For each line of the data below that contains "loose", return that line.

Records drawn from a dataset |

=== Begin Enclosure ===

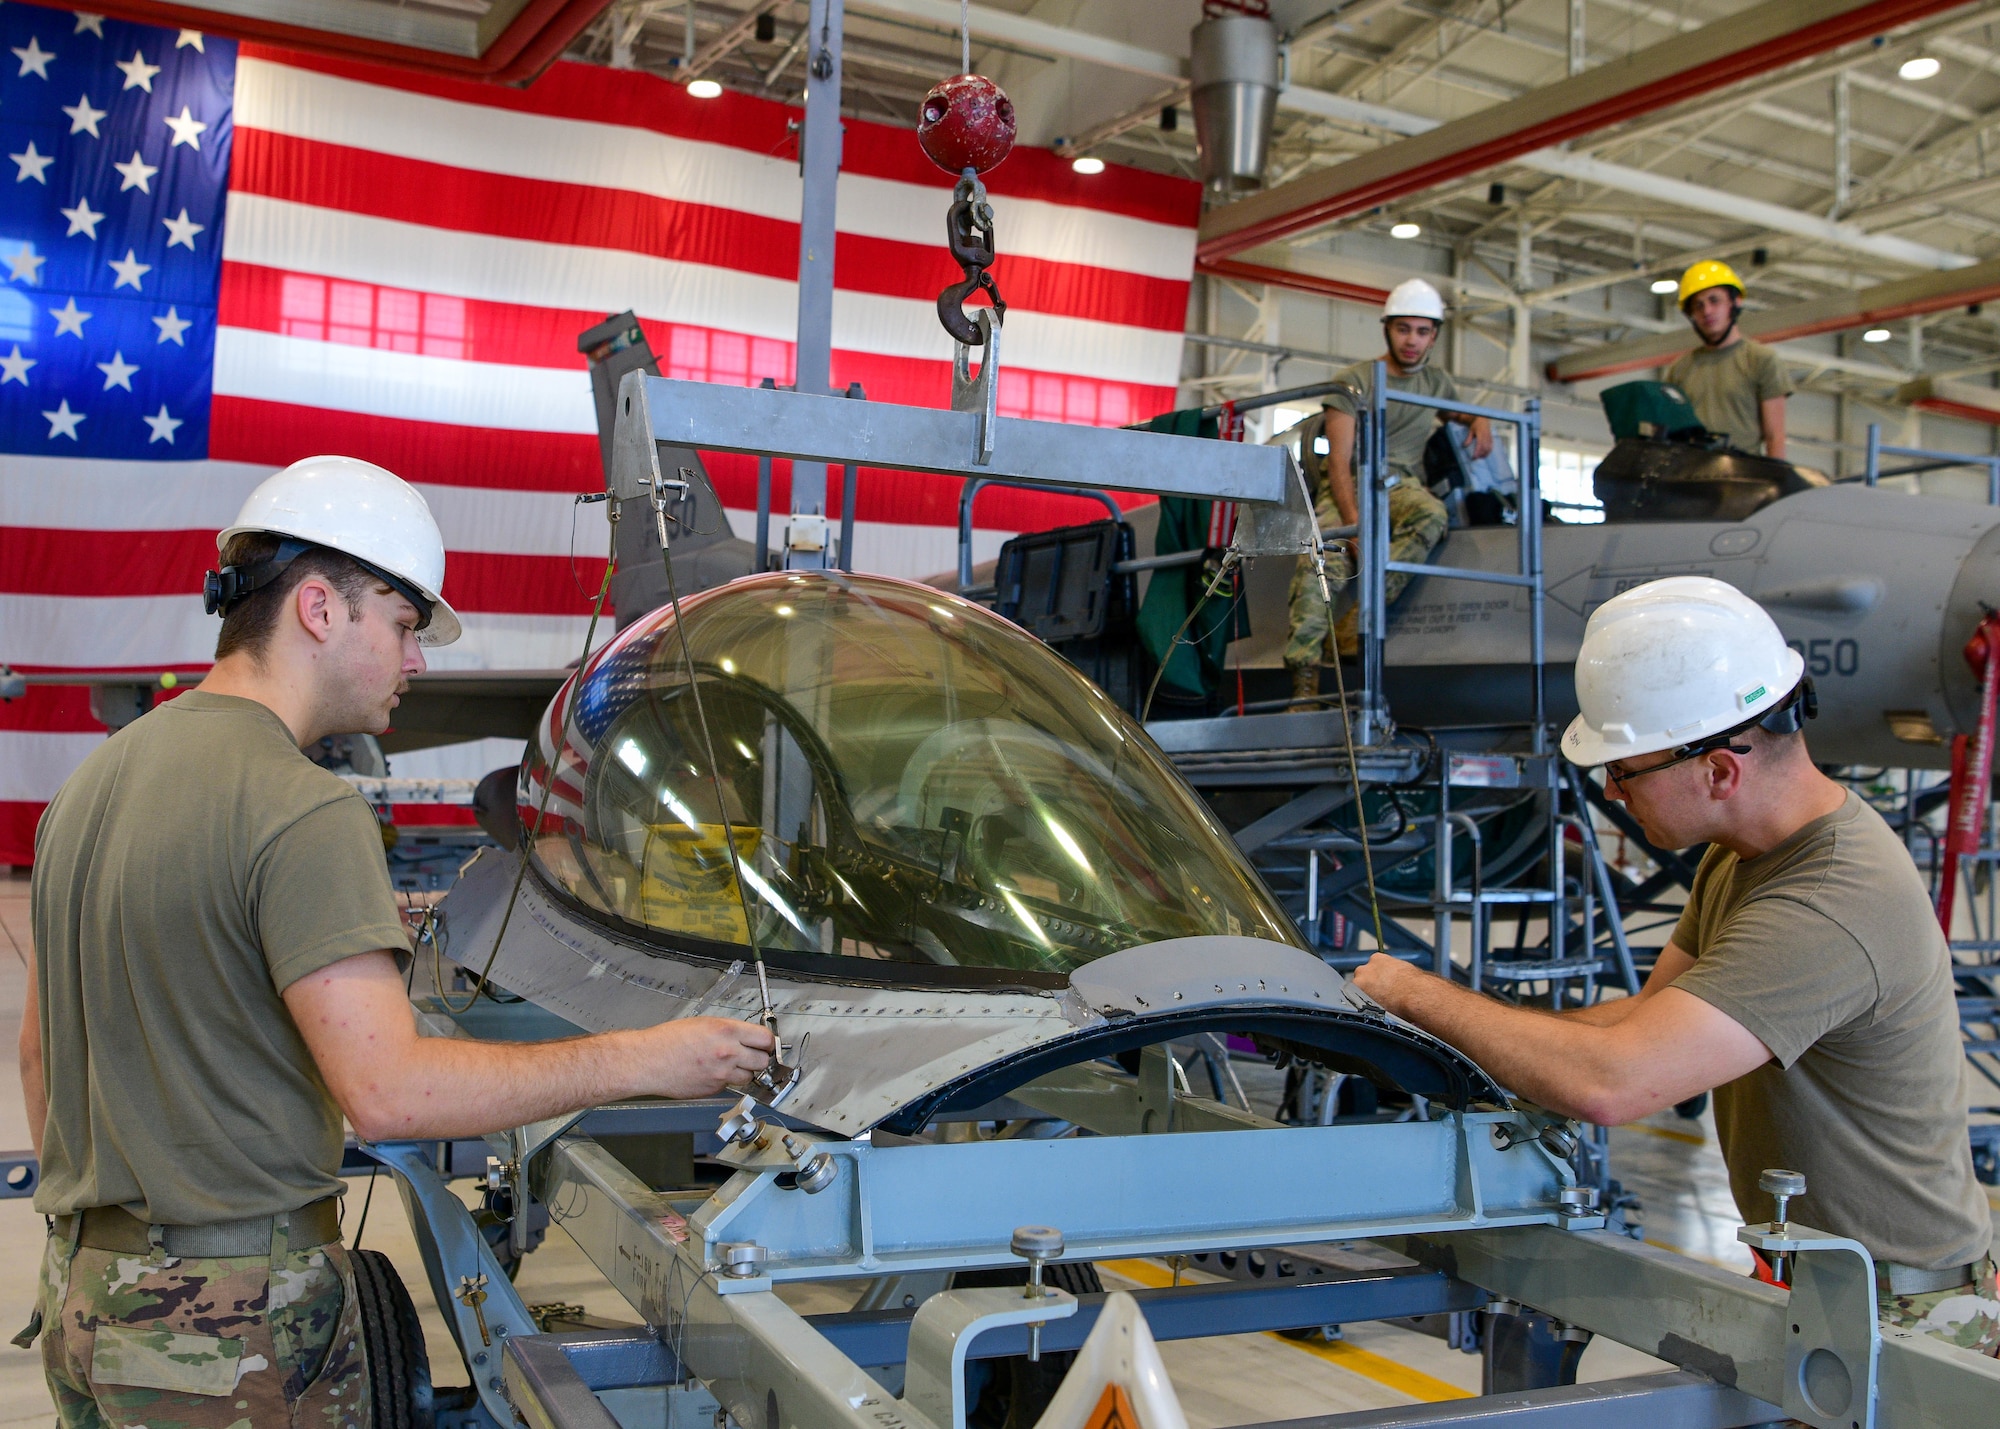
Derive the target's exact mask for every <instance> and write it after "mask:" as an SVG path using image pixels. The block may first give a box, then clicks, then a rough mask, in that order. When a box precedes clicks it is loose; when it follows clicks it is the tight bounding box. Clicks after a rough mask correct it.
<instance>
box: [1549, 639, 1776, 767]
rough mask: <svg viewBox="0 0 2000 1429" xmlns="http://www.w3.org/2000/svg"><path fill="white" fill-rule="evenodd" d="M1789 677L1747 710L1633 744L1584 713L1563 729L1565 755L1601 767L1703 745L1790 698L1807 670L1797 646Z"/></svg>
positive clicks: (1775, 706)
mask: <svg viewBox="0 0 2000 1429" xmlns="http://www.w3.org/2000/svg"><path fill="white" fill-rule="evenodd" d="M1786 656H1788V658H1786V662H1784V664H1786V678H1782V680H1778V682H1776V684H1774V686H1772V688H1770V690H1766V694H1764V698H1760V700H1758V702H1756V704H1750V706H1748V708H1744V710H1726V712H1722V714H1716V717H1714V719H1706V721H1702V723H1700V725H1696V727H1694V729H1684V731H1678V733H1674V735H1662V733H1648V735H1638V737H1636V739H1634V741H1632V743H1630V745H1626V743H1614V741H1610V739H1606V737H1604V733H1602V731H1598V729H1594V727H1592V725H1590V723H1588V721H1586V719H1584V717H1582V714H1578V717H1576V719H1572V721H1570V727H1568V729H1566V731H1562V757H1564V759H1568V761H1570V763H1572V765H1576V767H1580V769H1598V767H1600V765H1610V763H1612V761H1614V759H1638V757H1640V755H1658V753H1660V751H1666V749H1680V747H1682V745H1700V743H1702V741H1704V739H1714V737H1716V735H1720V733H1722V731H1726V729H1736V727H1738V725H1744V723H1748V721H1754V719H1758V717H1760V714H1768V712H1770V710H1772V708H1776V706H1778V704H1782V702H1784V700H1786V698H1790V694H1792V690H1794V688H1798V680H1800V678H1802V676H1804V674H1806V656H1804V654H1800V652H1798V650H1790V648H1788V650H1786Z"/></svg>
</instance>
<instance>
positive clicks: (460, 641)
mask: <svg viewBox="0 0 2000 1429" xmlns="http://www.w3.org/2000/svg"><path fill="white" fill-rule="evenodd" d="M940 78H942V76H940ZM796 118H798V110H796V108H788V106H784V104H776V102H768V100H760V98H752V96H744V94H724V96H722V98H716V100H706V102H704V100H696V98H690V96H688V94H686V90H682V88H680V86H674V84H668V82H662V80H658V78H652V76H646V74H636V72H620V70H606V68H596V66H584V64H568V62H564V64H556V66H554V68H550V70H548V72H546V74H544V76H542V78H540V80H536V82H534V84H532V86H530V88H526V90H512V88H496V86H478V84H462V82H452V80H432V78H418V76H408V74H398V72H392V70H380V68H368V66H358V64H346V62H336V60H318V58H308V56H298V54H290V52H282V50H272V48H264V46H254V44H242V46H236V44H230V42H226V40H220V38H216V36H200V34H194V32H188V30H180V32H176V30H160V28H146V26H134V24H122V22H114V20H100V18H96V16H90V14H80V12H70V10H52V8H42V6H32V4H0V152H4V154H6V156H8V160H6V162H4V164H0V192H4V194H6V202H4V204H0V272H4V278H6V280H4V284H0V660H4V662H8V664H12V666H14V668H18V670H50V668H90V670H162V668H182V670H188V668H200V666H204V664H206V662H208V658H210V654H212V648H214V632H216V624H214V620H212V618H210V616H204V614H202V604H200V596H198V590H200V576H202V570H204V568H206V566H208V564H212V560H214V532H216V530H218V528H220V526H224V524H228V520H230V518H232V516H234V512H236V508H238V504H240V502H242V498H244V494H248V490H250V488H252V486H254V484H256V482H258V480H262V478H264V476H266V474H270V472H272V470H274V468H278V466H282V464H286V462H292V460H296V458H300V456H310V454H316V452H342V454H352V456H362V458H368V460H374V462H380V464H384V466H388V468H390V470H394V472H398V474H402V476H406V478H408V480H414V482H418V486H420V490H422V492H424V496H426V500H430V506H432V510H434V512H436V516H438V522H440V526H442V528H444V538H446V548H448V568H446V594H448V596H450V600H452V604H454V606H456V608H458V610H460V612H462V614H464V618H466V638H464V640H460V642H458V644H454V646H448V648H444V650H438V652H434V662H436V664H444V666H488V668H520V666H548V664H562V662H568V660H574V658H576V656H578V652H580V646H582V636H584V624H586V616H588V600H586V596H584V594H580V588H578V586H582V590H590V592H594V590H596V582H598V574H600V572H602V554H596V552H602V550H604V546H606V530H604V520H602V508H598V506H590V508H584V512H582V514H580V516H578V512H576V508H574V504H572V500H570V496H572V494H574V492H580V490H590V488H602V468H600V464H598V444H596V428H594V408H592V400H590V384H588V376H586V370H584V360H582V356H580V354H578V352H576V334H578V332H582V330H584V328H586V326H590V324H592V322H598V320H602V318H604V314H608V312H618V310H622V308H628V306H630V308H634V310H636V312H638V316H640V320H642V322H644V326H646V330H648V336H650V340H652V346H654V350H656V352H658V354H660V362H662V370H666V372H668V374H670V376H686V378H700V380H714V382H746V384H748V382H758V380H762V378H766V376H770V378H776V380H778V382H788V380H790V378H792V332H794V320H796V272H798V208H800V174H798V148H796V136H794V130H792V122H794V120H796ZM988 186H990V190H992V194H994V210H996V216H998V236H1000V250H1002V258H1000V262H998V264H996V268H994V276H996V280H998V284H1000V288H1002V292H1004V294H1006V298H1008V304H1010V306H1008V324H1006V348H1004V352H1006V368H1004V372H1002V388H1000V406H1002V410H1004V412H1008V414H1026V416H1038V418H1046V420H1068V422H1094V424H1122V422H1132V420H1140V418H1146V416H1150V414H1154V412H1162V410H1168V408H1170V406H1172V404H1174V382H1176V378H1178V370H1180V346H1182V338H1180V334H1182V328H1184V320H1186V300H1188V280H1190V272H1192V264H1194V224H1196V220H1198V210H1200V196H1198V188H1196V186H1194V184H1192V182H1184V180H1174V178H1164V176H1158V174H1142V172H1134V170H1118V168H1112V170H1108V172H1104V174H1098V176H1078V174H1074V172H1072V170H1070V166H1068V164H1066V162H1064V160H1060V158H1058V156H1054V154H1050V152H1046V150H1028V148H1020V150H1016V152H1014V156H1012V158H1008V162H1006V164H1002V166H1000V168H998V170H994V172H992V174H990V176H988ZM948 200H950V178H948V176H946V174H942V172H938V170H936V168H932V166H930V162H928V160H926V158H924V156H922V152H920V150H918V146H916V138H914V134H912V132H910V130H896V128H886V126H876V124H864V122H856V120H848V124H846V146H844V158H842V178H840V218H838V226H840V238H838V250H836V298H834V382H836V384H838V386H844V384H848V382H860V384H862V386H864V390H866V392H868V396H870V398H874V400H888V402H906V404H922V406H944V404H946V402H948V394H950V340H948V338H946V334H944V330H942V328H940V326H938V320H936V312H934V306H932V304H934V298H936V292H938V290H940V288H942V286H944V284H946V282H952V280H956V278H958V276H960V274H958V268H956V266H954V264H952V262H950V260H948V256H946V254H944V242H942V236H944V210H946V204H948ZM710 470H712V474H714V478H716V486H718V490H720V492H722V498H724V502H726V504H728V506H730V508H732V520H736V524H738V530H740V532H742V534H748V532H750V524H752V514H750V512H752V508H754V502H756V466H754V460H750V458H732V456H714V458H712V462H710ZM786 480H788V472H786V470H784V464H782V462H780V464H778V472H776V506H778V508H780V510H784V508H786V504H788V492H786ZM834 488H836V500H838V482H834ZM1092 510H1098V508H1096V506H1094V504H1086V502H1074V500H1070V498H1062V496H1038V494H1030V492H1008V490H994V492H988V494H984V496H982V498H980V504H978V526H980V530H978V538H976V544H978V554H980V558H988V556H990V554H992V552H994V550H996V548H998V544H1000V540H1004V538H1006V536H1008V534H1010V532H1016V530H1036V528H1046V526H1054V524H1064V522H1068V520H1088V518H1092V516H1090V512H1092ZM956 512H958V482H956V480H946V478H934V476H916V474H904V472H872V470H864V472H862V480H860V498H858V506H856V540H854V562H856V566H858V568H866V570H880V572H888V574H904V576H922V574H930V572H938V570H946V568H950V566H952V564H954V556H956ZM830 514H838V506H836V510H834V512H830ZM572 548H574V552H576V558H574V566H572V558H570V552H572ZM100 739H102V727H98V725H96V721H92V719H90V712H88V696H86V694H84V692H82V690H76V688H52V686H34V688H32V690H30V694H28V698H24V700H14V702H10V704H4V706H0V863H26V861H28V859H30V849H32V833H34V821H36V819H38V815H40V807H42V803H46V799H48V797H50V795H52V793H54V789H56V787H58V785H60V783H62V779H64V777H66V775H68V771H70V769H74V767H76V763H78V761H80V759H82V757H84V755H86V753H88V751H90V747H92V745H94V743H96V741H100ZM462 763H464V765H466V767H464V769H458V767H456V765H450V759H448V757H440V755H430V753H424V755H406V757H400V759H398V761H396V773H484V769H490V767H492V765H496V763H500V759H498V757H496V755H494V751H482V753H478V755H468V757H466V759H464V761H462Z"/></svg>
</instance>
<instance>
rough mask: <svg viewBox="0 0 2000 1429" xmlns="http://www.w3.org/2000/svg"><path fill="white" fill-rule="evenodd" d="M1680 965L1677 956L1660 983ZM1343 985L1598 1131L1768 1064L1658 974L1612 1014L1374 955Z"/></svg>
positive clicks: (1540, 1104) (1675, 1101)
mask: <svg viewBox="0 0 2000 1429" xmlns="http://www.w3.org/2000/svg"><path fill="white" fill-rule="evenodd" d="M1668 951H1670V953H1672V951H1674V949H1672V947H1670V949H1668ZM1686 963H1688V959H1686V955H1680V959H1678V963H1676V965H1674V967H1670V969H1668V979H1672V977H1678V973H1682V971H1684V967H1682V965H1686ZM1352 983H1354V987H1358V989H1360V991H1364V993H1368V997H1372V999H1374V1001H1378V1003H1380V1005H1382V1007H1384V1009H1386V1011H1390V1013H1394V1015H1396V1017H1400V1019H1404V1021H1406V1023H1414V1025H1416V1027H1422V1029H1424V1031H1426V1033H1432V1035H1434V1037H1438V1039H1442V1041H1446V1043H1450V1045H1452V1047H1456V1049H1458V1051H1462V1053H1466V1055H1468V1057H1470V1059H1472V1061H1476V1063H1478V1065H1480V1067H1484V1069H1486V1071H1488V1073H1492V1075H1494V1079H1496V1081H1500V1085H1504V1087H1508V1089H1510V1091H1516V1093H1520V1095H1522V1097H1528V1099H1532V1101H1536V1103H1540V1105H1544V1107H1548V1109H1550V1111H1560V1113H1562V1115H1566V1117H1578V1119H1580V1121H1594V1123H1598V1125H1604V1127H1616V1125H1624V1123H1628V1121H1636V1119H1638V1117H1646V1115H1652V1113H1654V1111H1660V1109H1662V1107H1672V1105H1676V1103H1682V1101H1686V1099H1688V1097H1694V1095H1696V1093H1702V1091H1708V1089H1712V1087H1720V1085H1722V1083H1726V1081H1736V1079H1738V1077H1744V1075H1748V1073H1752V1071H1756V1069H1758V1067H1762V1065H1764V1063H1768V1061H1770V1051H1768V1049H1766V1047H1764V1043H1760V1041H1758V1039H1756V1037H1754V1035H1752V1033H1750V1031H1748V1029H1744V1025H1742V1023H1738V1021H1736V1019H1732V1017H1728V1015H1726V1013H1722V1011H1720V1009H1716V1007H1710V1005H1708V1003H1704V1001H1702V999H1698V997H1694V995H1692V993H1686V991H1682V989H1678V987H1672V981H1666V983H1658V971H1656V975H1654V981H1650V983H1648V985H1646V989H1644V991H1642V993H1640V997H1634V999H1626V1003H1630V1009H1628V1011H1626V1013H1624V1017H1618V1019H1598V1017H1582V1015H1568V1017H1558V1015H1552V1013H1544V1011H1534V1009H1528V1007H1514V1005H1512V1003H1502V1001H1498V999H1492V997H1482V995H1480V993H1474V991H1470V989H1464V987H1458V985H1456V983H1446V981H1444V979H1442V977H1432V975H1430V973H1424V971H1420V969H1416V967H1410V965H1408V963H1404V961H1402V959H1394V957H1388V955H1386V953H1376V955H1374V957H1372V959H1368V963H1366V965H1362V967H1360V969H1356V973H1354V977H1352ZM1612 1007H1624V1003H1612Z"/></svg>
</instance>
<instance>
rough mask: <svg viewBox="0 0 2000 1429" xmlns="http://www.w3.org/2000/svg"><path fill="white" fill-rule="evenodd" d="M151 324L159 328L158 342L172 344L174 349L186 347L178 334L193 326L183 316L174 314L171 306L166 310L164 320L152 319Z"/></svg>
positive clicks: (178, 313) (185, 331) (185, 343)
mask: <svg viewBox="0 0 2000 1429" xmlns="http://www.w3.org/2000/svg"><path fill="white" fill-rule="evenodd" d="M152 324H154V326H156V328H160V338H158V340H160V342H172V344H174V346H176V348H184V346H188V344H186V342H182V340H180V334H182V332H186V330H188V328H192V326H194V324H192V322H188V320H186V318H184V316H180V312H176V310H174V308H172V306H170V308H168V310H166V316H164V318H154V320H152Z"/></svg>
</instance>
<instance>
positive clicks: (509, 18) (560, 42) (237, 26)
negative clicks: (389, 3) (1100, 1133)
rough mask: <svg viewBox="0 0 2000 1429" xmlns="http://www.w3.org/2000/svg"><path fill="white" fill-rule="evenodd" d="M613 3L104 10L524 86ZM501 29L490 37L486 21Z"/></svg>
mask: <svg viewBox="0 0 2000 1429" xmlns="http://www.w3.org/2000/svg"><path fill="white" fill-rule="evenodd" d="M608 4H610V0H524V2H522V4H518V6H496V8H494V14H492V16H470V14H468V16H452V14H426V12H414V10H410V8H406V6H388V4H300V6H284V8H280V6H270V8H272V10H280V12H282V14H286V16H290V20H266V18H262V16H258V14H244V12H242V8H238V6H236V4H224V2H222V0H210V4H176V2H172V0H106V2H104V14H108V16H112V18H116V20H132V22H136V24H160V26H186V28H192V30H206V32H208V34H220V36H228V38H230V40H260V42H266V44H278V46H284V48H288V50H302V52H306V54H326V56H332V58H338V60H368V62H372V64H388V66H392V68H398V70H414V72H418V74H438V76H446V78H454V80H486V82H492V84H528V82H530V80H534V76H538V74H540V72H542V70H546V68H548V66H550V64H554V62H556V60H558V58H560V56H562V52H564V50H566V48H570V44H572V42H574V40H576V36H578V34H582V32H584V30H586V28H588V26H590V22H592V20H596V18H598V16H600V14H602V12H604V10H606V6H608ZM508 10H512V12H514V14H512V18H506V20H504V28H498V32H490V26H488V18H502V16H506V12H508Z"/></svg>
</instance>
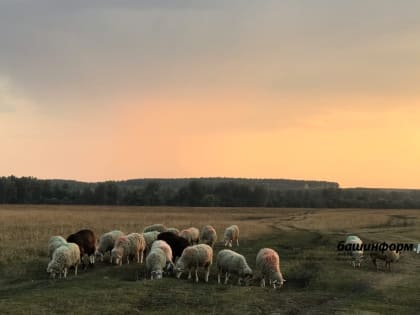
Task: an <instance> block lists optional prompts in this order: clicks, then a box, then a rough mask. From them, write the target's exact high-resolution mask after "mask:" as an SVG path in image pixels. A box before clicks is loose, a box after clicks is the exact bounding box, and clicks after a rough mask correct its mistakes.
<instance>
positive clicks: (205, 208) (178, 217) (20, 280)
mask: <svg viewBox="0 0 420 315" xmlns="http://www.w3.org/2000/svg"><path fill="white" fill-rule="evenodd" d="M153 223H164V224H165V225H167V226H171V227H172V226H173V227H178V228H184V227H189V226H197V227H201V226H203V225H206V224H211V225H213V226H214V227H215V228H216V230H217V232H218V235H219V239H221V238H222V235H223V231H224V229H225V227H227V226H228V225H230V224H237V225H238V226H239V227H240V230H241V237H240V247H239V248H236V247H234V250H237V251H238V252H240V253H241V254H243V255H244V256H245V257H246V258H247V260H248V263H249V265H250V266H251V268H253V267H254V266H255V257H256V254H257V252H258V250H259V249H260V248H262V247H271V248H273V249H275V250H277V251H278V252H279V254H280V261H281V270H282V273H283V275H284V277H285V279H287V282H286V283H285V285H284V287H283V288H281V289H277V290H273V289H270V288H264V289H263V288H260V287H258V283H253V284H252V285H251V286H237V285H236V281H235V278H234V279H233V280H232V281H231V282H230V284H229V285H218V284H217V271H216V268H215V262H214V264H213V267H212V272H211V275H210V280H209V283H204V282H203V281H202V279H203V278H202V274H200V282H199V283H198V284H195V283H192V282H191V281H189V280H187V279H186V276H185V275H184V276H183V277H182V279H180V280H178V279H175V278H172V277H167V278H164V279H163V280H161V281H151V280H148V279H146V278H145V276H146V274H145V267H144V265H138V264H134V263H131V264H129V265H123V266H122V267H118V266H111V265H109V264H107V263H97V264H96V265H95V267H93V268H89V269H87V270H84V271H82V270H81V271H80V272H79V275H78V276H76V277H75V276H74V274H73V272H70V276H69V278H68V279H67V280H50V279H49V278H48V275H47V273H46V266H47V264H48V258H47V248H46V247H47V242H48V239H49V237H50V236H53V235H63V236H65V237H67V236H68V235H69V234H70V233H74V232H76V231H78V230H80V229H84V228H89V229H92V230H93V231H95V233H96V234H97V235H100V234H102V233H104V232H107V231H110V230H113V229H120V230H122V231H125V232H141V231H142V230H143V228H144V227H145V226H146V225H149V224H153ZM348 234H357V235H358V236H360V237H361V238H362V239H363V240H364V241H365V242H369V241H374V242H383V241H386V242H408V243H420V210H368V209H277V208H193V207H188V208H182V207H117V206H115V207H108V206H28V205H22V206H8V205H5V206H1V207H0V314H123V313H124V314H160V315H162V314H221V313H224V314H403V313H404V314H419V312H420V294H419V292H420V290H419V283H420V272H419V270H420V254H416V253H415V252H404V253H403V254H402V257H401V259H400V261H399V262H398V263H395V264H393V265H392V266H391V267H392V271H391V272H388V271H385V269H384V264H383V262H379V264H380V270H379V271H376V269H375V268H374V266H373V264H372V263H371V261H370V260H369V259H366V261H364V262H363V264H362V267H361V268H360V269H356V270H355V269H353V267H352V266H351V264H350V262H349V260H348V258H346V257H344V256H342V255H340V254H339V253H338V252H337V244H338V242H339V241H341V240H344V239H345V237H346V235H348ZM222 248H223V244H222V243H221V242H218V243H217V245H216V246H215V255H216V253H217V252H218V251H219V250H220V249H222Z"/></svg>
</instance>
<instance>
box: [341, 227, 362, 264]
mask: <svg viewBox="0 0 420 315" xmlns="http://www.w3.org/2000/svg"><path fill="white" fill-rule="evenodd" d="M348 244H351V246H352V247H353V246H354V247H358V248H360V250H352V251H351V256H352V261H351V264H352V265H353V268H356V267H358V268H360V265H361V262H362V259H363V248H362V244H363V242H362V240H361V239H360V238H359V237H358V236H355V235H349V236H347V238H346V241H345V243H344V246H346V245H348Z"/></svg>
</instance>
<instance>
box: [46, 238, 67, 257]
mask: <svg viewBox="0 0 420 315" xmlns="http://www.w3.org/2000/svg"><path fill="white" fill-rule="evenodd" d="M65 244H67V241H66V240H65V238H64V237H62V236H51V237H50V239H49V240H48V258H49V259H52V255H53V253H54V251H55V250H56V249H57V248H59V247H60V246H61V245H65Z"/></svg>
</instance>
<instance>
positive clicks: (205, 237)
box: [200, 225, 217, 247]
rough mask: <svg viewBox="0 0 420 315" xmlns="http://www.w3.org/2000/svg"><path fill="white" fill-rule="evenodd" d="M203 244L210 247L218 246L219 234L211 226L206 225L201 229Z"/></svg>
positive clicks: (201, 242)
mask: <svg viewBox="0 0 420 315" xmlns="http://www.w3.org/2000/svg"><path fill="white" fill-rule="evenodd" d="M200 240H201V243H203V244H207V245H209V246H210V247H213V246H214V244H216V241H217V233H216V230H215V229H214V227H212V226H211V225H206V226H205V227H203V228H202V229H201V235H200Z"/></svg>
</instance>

=== End Enclosure ===

Result of the exercise |
Derive the target's exact mask for every <instance> and write it after "mask:" as an SVG path using image pixels. The block may first give a box, then clicks, then a rough mask, in that order. When a box precedes clicks it is loose; when it follows clicks it is the tight bounding box. Clicks after a rough mask correct it.
Task: an <instance> block lists optional prompts in this order: clicks, then a box, then a rough mask. From them, write the target's exact high-resolution mask after "mask:" as an SVG path in image pixels. A box before clicks is loose, a box after clicks is the exact bounding box, and clicks after a rough mask correct its mistakes.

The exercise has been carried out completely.